**TO DO**
Please reproduce every item below word for word, leaving the pictures out of your answer.

##### RECORDS FOR THIS EXERCISE

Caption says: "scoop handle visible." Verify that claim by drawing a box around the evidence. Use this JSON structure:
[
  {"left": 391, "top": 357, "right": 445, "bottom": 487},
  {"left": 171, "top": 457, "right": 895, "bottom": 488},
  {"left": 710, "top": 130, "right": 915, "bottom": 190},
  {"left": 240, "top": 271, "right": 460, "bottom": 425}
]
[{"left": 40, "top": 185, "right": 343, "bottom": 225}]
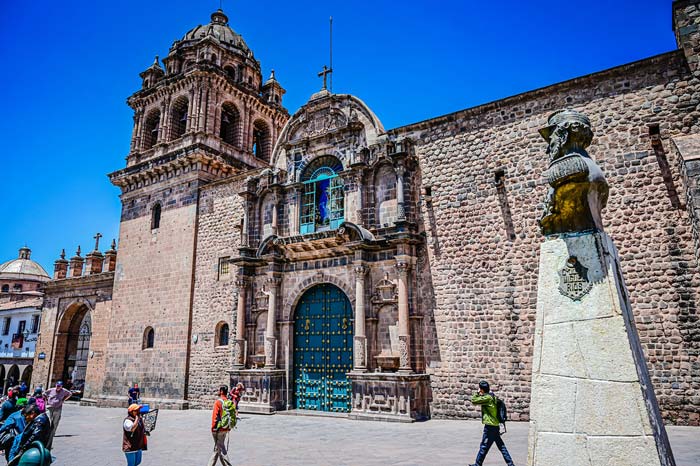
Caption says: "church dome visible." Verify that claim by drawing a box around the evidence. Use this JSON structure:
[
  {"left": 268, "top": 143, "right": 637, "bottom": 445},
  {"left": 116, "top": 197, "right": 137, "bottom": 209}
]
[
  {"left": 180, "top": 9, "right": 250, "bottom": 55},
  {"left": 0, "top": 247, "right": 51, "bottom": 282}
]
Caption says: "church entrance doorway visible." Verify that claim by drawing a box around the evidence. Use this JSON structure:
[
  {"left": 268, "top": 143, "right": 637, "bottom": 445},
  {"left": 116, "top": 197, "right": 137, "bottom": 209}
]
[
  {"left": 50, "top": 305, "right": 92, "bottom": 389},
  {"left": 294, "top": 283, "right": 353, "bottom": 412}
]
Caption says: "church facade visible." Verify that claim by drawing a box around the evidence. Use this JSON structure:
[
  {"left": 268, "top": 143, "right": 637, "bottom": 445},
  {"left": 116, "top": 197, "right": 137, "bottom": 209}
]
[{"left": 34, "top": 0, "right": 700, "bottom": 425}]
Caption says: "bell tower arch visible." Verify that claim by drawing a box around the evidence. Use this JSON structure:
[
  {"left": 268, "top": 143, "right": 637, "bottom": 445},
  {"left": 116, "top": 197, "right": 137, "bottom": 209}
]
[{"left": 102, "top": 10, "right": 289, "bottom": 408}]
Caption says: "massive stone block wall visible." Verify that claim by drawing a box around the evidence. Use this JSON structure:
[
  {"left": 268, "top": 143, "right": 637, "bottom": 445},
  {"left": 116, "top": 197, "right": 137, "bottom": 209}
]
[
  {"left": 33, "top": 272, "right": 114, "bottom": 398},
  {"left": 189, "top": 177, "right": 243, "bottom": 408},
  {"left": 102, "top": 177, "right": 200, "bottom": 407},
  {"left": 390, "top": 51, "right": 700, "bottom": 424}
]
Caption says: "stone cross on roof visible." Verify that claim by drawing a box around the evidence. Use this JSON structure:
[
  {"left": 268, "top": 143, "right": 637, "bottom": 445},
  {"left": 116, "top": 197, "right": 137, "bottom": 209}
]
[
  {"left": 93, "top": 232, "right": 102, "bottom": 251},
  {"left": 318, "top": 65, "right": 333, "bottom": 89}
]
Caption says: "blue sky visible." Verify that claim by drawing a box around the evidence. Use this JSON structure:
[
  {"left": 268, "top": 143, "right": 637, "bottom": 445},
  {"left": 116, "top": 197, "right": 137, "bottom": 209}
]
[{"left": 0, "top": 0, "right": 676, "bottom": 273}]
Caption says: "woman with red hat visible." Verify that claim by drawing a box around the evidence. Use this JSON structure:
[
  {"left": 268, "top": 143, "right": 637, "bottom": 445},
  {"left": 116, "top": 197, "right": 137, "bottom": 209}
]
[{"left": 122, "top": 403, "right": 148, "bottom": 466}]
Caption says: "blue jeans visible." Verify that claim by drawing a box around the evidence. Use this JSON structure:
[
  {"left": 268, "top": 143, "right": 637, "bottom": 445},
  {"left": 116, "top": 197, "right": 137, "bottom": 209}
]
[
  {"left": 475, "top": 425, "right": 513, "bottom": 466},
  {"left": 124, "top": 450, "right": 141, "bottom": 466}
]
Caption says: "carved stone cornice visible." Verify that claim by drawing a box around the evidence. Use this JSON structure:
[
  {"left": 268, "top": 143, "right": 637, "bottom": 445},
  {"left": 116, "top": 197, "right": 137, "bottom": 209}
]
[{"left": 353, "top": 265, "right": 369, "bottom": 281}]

##########

**FULL RESPONSE**
Caption says: "scoop handle visible." Verify that claim by drawing a box around the evidence. Use this JSON structure:
[
  {"left": 391, "top": 357, "right": 445, "bottom": 487},
  {"left": 171, "top": 457, "right": 895, "bottom": 488},
  {"left": 710, "top": 130, "right": 915, "bottom": 190},
  {"left": 240, "top": 271, "right": 460, "bottom": 425}
]
[{"left": 40, "top": 185, "right": 343, "bottom": 225}]
Caption says: "church dome visible." Verify that claim by drawing a box around the evidence. Use this JSON structure:
[
  {"left": 268, "top": 143, "right": 637, "bottom": 445},
  {"left": 116, "top": 197, "right": 137, "bottom": 209}
]
[
  {"left": 180, "top": 9, "right": 250, "bottom": 55},
  {"left": 0, "top": 247, "right": 51, "bottom": 282}
]
Caption says: "church entrance doorway visible." Verify that claim by drawing a box around the evidence. Use this JSON structure:
[
  {"left": 268, "top": 143, "right": 637, "bottom": 445},
  {"left": 116, "top": 197, "right": 137, "bottom": 209}
]
[
  {"left": 50, "top": 305, "right": 92, "bottom": 389},
  {"left": 294, "top": 283, "right": 353, "bottom": 412}
]
Caption says: "church facade visible." Verify that claim by drawing a box around the evidence. Use this JSON structure:
[
  {"left": 268, "top": 143, "right": 637, "bottom": 445},
  {"left": 116, "top": 197, "right": 137, "bottom": 209}
]
[{"left": 34, "top": 0, "right": 700, "bottom": 425}]
Caption says: "bell tower arch visible." Verify that claim by drawing a box around the evidence. Use this JSON structure:
[
  {"left": 268, "top": 143, "right": 637, "bottom": 445},
  {"left": 116, "top": 197, "right": 137, "bottom": 209}
]
[{"left": 102, "top": 10, "right": 289, "bottom": 408}]
Caption says: "massive stone block wall visible." Verify that claim by drawing a box around the evidence. Use this JSON structure:
[
  {"left": 268, "top": 143, "right": 637, "bottom": 445},
  {"left": 116, "top": 197, "right": 137, "bottom": 209}
]
[
  {"left": 33, "top": 272, "right": 114, "bottom": 398},
  {"left": 189, "top": 177, "right": 243, "bottom": 408},
  {"left": 102, "top": 177, "right": 200, "bottom": 407},
  {"left": 390, "top": 51, "right": 700, "bottom": 424}
]
Caption says: "stone cross on roof visible." Verify that claim by drawing a box around the evidence. Use this JSON structure:
[
  {"left": 268, "top": 143, "right": 637, "bottom": 445},
  {"left": 116, "top": 197, "right": 137, "bottom": 209}
]
[
  {"left": 93, "top": 232, "right": 102, "bottom": 251},
  {"left": 318, "top": 65, "right": 333, "bottom": 89}
]
Caption says: "blue sky visible." Verify that claim by drawing a box around the evidence. Use this JSON structure:
[
  {"left": 268, "top": 143, "right": 637, "bottom": 445},
  {"left": 116, "top": 197, "right": 137, "bottom": 209}
]
[{"left": 0, "top": 0, "right": 676, "bottom": 273}]
Caption says: "woman with red hat visible." Verify that claim by drawing a box around the evidence. Use this JSON structure:
[
  {"left": 268, "top": 143, "right": 637, "bottom": 445},
  {"left": 116, "top": 197, "right": 137, "bottom": 209}
]
[{"left": 122, "top": 403, "right": 148, "bottom": 466}]
Caption says: "blue jeans visible." Verify that claim by drawing a box around the evidence. Use this JSON structure:
[
  {"left": 268, "top": 143, "right": 637, "bottom": 445},
  {"left": 116, "top": 197, "right": 137, "bottom": 209}
]
[
  {"left": 475, "top": 425, "right": 513, "bottom": 466},
  {"left": 124, "top": 450, "right": 141, "bottom": 466}
]
Caption says: "carved stone cornice visible." Verify that claim by drawing a box around the evidence. Use this JSON structure:
[
  {"left": 268, "top": 143, "right": 637, "bottom": 445},
  {"left": 116, "top": 197, "right": 137, "bottom": 209}
]
[{"left": 353, "top": 265, "right": 369, "bottom": 281}]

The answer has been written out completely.